DIRECTIONS: Below are the records; restate word for word the lines from the first through the one containing "indicate the nose landing", and only those.

Point-per-instance localization data:

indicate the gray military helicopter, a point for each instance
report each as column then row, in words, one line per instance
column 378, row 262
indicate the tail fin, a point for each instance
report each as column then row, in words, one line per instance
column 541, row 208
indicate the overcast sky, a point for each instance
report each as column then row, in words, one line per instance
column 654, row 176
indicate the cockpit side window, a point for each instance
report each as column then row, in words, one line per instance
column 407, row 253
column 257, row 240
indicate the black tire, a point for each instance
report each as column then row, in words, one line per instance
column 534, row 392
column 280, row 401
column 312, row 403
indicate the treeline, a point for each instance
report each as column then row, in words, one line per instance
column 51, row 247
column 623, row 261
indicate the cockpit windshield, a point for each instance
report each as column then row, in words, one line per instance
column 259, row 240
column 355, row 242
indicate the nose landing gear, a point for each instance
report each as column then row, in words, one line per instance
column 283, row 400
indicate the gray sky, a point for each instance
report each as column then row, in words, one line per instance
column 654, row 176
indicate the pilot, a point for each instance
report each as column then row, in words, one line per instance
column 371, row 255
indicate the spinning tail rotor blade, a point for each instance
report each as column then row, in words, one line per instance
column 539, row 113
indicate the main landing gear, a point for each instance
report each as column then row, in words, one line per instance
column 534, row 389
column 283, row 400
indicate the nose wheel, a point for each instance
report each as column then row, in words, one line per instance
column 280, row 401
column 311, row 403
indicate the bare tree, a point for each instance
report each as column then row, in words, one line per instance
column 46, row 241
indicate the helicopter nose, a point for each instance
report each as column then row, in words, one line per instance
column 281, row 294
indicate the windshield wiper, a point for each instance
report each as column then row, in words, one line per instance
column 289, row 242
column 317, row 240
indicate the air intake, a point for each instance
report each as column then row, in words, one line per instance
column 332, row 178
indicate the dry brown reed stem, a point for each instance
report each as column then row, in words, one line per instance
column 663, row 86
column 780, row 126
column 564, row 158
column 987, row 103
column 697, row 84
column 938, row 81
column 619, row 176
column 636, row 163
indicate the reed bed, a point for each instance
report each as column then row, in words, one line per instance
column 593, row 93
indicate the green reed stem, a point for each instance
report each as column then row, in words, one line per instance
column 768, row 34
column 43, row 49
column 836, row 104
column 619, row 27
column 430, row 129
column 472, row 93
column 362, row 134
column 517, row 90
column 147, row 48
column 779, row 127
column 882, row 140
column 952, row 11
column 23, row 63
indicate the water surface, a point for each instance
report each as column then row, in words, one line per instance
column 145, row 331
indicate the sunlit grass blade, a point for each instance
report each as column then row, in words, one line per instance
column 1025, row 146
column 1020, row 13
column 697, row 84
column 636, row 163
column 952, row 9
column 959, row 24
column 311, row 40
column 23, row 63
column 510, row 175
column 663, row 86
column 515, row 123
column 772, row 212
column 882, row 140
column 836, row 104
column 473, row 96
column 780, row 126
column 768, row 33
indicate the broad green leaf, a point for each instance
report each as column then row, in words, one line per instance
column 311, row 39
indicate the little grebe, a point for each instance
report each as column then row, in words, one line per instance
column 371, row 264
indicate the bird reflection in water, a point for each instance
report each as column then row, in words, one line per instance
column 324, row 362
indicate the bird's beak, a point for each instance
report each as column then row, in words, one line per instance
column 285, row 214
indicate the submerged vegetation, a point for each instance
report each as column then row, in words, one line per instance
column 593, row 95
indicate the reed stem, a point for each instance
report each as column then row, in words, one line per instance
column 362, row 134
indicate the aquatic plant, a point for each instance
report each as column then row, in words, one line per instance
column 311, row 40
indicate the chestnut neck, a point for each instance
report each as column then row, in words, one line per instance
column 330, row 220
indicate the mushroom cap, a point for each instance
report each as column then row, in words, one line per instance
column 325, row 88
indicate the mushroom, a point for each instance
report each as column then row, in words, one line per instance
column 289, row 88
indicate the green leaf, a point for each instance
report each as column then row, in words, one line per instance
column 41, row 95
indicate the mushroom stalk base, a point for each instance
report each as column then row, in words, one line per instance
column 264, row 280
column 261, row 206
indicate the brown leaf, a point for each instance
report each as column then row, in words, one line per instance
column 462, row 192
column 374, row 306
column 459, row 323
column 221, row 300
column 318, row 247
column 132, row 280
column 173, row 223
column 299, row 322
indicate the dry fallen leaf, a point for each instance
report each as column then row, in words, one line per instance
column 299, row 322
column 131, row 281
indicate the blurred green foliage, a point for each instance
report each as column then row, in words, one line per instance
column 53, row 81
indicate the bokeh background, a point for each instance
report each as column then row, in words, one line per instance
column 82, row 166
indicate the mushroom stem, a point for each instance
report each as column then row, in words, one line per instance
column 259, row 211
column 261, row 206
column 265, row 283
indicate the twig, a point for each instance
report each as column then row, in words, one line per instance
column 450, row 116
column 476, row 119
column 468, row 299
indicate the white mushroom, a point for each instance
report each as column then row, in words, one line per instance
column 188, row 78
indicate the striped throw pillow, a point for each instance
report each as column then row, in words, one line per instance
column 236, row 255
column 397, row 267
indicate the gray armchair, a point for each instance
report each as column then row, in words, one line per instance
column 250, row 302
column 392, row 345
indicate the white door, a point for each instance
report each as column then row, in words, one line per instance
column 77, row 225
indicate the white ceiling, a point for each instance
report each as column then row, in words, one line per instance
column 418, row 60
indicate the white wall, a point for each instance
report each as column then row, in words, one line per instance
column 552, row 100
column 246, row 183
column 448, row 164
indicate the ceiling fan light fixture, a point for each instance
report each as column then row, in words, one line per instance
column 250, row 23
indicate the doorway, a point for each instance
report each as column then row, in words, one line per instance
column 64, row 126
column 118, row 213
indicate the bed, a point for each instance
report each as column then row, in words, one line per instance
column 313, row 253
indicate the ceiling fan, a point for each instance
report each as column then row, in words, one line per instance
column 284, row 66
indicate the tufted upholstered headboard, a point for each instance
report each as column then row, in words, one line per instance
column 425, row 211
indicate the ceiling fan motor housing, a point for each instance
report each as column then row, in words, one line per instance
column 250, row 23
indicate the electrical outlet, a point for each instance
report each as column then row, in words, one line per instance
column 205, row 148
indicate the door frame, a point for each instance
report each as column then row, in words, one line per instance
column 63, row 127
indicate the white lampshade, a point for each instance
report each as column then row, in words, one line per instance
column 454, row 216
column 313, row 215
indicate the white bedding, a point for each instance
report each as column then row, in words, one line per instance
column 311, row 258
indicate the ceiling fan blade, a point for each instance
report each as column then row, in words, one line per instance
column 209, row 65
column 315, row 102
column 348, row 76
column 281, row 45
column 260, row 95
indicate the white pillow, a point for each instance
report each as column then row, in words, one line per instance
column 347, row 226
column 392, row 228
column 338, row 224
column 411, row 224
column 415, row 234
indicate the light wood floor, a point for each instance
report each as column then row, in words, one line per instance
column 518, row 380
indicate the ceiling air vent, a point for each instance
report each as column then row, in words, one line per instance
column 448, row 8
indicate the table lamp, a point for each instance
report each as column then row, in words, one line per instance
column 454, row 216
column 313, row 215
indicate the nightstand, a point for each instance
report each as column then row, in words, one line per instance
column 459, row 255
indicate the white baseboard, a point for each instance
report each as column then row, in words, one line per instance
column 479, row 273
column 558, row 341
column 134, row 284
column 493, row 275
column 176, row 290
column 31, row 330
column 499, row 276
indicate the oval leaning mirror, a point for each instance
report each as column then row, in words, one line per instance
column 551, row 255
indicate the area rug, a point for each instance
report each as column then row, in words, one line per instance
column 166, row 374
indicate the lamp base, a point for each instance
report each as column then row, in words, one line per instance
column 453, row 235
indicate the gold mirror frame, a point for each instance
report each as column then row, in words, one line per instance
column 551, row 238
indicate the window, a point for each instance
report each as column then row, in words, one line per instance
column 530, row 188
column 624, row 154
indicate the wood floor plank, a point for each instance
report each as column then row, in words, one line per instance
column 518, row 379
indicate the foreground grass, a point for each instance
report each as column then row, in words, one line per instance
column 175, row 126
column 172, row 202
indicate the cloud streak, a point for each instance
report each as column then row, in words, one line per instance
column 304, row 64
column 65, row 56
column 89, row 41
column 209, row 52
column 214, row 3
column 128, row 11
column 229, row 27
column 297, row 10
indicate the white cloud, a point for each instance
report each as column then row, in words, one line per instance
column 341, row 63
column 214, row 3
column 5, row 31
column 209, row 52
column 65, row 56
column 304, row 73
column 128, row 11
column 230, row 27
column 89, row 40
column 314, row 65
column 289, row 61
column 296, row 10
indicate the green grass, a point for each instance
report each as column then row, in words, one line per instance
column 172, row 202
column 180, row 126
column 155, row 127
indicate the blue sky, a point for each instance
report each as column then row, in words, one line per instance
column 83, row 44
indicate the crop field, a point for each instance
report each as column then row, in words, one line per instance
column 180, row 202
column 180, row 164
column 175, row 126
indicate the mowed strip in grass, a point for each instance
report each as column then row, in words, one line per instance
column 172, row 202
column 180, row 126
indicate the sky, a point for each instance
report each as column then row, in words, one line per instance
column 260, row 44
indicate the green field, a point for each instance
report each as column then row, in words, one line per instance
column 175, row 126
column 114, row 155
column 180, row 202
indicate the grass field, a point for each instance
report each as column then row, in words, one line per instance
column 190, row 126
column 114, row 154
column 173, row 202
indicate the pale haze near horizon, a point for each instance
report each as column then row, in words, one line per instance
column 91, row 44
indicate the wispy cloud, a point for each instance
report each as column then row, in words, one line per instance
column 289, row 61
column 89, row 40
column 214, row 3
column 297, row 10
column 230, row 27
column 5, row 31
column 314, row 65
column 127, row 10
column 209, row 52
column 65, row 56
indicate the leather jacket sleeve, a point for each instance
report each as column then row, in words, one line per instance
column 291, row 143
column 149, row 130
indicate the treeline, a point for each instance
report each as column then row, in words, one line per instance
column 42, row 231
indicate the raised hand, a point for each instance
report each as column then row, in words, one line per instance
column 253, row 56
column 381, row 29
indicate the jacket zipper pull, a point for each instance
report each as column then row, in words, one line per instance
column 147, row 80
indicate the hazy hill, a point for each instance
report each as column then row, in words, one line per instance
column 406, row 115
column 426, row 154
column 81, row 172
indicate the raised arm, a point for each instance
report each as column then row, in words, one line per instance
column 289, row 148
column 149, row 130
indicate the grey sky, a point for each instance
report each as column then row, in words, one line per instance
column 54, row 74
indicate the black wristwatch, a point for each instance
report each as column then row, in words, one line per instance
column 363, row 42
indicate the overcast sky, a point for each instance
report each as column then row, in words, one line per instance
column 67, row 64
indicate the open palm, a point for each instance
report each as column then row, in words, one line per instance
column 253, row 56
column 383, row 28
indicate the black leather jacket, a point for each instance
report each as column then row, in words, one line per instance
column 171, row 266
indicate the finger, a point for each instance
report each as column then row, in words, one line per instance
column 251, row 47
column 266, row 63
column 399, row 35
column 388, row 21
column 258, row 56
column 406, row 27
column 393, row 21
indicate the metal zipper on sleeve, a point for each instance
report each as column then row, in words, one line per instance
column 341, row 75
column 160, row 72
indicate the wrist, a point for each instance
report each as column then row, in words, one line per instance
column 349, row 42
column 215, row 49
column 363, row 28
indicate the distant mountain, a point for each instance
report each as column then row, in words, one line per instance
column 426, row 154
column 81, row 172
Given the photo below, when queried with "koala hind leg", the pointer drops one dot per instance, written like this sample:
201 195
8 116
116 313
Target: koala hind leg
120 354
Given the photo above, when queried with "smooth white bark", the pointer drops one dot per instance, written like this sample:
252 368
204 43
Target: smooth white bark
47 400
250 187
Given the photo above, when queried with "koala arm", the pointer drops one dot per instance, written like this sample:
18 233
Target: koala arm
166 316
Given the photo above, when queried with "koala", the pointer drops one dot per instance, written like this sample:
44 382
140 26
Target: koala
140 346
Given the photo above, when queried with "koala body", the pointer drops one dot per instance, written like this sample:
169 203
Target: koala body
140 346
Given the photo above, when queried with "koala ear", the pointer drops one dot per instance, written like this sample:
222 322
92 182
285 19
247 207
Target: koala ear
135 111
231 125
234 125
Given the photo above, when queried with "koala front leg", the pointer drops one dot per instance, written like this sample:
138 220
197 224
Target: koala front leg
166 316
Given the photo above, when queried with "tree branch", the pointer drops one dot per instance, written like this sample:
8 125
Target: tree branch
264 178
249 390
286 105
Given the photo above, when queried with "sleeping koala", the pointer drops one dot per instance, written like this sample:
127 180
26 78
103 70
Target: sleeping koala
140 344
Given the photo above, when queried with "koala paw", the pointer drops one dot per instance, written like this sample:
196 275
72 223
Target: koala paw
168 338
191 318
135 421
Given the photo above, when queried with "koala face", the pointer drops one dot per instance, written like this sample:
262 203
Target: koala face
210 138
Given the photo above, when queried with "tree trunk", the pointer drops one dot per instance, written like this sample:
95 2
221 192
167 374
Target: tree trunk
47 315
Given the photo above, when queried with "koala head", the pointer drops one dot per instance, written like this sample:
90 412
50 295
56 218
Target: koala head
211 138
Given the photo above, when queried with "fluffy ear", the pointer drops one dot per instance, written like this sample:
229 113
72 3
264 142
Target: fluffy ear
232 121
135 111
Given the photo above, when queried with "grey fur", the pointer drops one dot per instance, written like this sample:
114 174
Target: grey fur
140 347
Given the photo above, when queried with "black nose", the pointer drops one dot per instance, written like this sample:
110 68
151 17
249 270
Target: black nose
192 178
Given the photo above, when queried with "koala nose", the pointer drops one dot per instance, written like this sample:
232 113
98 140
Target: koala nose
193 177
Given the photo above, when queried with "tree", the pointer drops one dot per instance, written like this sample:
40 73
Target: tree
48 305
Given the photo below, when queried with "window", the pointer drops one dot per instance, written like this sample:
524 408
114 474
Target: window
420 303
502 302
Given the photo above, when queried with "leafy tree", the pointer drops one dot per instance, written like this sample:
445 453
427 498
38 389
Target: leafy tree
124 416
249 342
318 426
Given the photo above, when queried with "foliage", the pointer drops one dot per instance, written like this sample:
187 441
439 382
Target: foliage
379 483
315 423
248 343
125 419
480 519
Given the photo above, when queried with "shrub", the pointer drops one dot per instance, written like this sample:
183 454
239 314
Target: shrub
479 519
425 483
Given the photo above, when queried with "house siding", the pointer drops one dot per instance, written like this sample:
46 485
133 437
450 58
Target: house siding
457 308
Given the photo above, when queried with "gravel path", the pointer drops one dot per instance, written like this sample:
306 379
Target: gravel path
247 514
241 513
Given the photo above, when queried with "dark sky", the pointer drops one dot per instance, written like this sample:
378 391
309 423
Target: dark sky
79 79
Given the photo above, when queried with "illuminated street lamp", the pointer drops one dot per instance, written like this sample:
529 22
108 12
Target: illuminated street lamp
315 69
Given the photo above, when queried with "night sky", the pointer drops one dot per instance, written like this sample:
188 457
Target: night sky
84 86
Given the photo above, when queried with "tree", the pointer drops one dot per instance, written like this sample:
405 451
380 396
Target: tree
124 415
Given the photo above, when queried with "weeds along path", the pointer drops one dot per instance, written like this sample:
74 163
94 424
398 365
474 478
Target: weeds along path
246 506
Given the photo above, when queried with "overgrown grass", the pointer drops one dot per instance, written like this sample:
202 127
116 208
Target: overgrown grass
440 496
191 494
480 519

WRITTEN SOLUTION:
indicate the gray military helicopter, a point for each instance
report each as column then row, in words, one line per instance
column 378, row 262
indicate the tail fin, a point for each instance
report each as column then row, in words, one line per instance
column 541, row 208
indicate the overcast sky, a point for each instance
report each as column then row, in words, one line per instance
column 654, row 176
indicate the cockpit side window, a point for each instance
report each as column then row, in words, one line per instance
column 407, row 253
column 257, row 240
indicate the black tire, a point for each instance
report each as column then row, in words, one line per instance
column 534, row 392
column 280, row 401
column 312, row 403
indicate the treeline, a point for each instance
report each as column then row, in words, one line per instance
column 51, row 247
column 623, row 261
indicate the cockpit windshield, a point for each instance
report each as column then row, in words, one line per instance
column 259, row 240
column 355, row 242
indicate the nose landing gear, a point for each instance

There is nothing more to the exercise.